→ **WHAT THIS TASK INVOLVES**
Which lines of the entries below contain the string "picture", matched with case counting? Copy out every such line in full.

═══ SUPPLIED DATA ═══

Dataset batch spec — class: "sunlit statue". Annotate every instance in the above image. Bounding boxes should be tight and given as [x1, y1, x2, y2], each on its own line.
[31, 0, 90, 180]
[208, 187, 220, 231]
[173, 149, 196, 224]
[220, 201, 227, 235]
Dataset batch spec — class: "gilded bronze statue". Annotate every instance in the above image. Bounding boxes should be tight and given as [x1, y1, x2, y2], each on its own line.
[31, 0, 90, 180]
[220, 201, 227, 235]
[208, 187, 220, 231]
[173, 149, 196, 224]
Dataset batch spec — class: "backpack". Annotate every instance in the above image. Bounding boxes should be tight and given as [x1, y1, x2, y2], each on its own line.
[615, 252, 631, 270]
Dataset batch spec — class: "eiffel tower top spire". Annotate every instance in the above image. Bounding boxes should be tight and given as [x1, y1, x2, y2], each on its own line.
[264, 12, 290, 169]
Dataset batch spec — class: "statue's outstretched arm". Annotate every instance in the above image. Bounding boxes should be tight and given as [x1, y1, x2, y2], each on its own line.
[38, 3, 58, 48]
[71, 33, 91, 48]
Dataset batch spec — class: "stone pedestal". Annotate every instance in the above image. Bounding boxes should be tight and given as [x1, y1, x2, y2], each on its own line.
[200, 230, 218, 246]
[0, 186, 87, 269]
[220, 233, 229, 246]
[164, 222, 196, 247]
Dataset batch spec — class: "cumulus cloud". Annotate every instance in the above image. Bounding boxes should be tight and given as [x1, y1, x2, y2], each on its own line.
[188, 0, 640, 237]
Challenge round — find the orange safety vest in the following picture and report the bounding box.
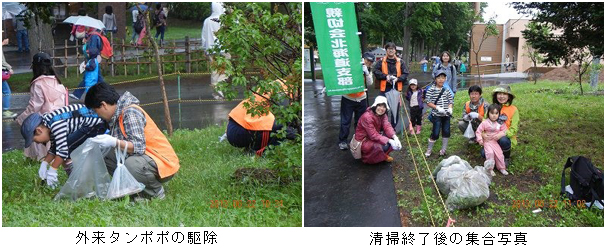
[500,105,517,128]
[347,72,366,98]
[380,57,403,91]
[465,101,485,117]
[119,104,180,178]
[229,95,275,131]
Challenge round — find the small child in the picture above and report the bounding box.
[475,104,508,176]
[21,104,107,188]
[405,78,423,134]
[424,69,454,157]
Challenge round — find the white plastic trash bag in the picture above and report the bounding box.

═══
═══ SUPPLIED DATA ═══

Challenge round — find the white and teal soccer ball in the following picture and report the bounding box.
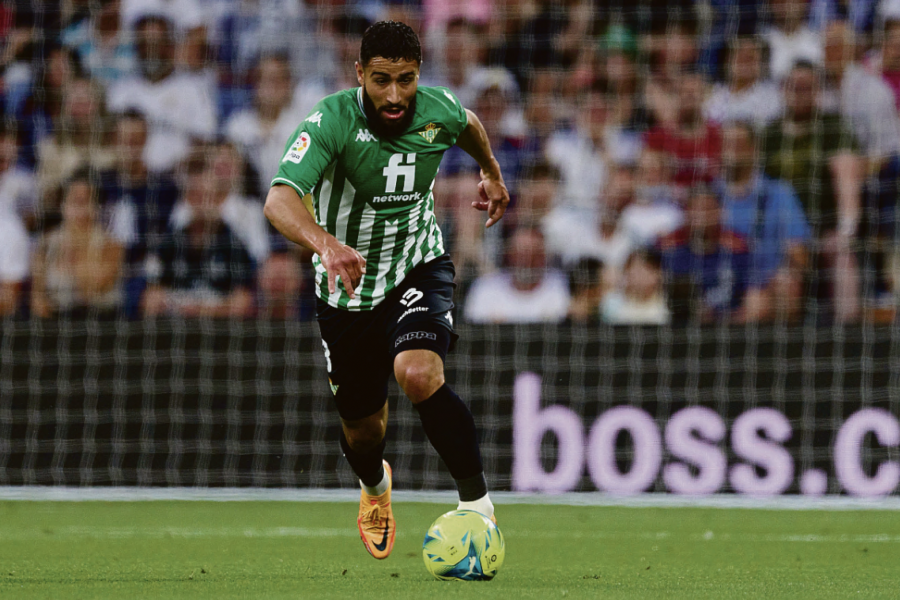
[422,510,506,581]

═══

→ **ANSWER TO THE EXERCISE**
Challenge round — find the orange safety vest in the following picture and report the bounding box.
Challenge round — find the small child in the picture above and report the bounding box.
Challenge round — find the white plastic trash bag in the picture above and report the bounding box.
Challenge round — find the white and teal soccer ball in the following picture and report the bounding box.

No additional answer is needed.